■ **Task**: Below are some records. Print exactly the lines between the one holding "Where can the purple flower be" and the one holding "column 231, row 182", inclusive, and nothing else.

Region pointing data

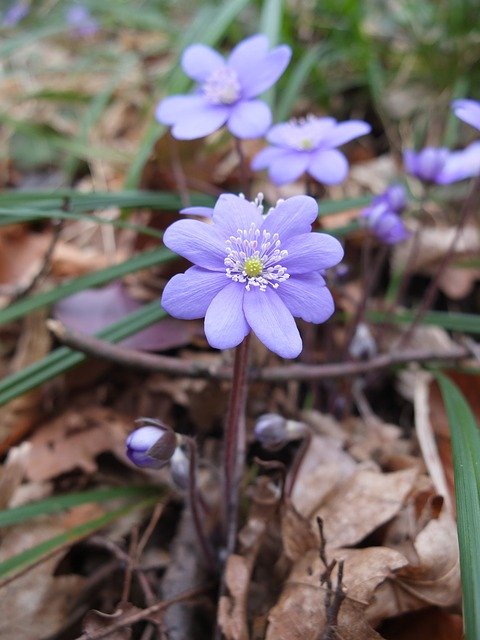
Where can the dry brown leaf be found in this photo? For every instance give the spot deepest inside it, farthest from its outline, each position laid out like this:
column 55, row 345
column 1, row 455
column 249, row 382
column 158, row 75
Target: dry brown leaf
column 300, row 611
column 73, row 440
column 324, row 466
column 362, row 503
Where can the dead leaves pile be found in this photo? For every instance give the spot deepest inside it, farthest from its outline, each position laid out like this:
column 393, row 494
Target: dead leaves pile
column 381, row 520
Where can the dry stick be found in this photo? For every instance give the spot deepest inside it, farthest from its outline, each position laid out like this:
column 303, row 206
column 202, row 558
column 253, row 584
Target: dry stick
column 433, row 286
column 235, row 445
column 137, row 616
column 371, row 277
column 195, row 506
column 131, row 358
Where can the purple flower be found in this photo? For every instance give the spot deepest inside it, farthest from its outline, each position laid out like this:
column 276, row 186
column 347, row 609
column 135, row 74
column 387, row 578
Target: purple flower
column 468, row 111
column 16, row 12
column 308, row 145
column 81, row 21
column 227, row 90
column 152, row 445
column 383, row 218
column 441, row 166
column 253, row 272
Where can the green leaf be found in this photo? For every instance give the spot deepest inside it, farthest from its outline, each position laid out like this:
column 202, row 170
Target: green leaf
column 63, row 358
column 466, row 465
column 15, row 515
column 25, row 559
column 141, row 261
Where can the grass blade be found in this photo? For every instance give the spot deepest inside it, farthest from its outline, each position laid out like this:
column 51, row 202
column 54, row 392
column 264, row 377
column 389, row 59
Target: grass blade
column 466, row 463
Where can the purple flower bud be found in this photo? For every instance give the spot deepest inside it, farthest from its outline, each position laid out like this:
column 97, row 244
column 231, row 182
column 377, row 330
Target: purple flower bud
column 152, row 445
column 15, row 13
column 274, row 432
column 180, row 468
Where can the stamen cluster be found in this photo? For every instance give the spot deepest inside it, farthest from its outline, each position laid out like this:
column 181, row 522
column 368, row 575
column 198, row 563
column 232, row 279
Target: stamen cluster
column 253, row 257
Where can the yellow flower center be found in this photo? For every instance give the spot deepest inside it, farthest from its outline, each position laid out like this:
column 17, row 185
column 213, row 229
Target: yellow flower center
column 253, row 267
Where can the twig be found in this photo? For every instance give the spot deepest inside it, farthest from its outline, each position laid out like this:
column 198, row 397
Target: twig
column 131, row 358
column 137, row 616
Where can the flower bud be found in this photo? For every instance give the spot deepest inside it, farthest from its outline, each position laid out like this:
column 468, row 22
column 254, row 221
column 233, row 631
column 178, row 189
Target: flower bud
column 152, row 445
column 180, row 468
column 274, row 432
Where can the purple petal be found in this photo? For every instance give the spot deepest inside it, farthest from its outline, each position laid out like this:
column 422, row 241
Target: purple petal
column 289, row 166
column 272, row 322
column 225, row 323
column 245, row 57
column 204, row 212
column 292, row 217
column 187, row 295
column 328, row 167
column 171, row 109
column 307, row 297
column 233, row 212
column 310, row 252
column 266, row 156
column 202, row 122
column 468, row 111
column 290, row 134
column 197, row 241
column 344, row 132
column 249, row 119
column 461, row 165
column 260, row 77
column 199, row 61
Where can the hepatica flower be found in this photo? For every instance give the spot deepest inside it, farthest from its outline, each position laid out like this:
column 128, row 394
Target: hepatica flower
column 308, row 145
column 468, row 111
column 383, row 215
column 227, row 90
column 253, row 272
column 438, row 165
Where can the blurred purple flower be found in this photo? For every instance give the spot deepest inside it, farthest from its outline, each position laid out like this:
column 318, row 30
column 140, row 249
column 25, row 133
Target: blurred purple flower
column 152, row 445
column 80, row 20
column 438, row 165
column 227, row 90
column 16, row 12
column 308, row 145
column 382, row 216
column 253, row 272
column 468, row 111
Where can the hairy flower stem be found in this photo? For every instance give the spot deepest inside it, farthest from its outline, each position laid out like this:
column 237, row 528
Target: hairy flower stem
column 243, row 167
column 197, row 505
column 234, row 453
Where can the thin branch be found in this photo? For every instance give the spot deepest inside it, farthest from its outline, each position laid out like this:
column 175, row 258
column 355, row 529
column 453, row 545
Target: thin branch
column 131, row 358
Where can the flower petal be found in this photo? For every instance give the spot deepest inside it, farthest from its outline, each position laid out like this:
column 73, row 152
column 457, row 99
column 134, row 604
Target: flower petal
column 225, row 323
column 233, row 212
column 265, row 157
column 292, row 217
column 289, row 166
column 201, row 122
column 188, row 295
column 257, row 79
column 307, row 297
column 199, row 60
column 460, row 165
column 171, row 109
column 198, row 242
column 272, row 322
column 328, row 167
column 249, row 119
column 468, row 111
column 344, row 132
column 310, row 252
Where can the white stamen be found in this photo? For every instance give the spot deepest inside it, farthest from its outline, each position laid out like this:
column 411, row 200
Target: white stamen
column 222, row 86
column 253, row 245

■ **Completed task**:
Where can the purple flower be found in this photo? For every instance give the spot deepest inside it, farthest from its outline, each position laid out like this:
column 276, row 186
column 347, row 609
column 135, row 74
column 387, row 578
Target: purple flower
column 468, row 111
column 16, row 12
column 308, row 145
column 81, row 21
column 227, row 90
column 152, row 445
column 383, row 218
column 441, row 166
column 253, row 272
Where can the green leaf be found in this photo? For every instance give the spot deepest inside it, farthest from its outline, each position laid out like this:
column 202, row 170
Target: green leaf
column 63, row 358
column 466, row 465
column 15, row 515
column 25, row 559
column 141, row 261
Where can the grass blade be found in this photo? For every instance give the spot deepest inside it, farthest from its outline, each position laid out like this:
column 51, row 202
column 54, row 392
column 264, row 377
column 389, row 59
Target: grass blade
column 466, row 463
Where can the purple flower bud be found in this photo? For every instance give the spot deepest inside it, farthest from its outline, each position laid out like this:
column 97, row 244
column 231, row 182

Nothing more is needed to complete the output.